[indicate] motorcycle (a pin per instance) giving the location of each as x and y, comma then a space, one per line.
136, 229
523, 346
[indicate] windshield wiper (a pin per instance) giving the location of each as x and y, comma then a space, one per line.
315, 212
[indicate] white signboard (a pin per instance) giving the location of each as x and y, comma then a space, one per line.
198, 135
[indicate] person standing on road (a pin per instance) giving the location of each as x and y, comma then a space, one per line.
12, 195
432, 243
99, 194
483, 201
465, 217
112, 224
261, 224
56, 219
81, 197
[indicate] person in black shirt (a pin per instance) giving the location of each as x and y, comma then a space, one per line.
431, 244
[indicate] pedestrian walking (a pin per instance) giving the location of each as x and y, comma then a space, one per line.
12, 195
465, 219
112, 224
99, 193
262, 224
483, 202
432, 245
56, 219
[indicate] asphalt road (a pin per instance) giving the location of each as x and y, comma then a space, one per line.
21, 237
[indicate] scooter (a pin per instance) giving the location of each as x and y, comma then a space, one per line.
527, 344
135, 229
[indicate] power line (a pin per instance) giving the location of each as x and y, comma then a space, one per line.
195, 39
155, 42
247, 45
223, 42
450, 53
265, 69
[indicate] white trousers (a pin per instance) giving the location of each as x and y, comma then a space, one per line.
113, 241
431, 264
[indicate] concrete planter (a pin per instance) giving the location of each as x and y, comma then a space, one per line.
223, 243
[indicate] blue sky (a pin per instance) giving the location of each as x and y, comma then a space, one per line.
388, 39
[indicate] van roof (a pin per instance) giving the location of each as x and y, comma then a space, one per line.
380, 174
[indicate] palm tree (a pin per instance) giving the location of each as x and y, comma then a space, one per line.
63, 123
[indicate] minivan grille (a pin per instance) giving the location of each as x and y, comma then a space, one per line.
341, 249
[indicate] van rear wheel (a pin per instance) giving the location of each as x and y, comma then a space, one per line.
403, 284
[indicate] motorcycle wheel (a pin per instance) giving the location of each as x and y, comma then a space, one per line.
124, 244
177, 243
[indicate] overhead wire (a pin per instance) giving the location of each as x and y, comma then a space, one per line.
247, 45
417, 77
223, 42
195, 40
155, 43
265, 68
•••••
* _Exercise_:
Rewrite all the rows above, replacing every occurrence of "pin" with "marker" and leaving everything else unchanged.

* _Exercise response_:
[indicate] motorcycle (a marker per instance) giving the location of each as x and y, comma then a space, one per line.
136, 229
523, 346
[indicate] windshield wiper (a marker per instance) giving the location of each as x and y, comma then a space, one per line.
315, 212
[indicate] white signboard (a marker per instance) giving the location of each as x and y, comma then a space, one per line.
198, 135
[indicate] person standing on road (a marker per instance) giving the location of each as x and y, comma then a space, one per line.
12, 195
432, 243
99, 194
483, 201
465, 217
112, 224
261, 224
56, 219
81, 197
[indicate] person in black shirt (a marker per instance) giving the location of each as x and y, comma then a space, one per line.
431, 244
[indicate] pedestrian walking (a marker per instance) giving the location of each as x and y, comma then a space, one per line.
12, 195
465, 219
112, 224
99, 193
262, 224
483, 202
432, 245
56, 219
[indicate] asphalt road (a marker per instance) giving the location of each as x and y, comma then a space, one per line.
21, 237
[indicate] scooter (a marker per instance) giving the location of each as x and y, comma then a space, one per line.
527, 344
135, 229
[indicate] power line (a marker per instance) giving the location of each as x and y, comma then a space, one per line.
195, 39
155, 42
247, 45
223, 42
450, 53
265, 69
[indicate] white trousers (a marker per instance) giving the location of each as x and y, comma then a space, one per line.
113, 241
431, 264
[indicate] concrete planter (a marker per instance) giving the location of each as x and y, comma then a space, one per line.
223, 243
[indicate] blue sky (a marker per instance) giving the location of each as x and y, comma then a space, one per line.
388, 39
[indicate] van roof (a marker per instance) giving the location of each as x and y, comma then a space, one per line.
380, 174
[indicate] palm tree (a marker per instance) giving the location of each as x and y, comma then a space, one per line.
63, 123
[indicate] minivan grille (a marker per instance) giving the location of each as x and y, comma then a space, one per line.
341, 249
[indicate] van rear wheel (a marker per instance) giving the location of each as x and y, comma then a space, one per line.
403, 284
[indicate] motorcycle wheel (a marker per instance) giving the location of each as x and y, comma then a space, one per line.
124, 244
177, 243
[indicate] overhead wire (a marker per instance) giving the location of each as x and y, comma then a space, one per line.
247, 45
417, 77
223, 42
195, 40
155, 43
265, 68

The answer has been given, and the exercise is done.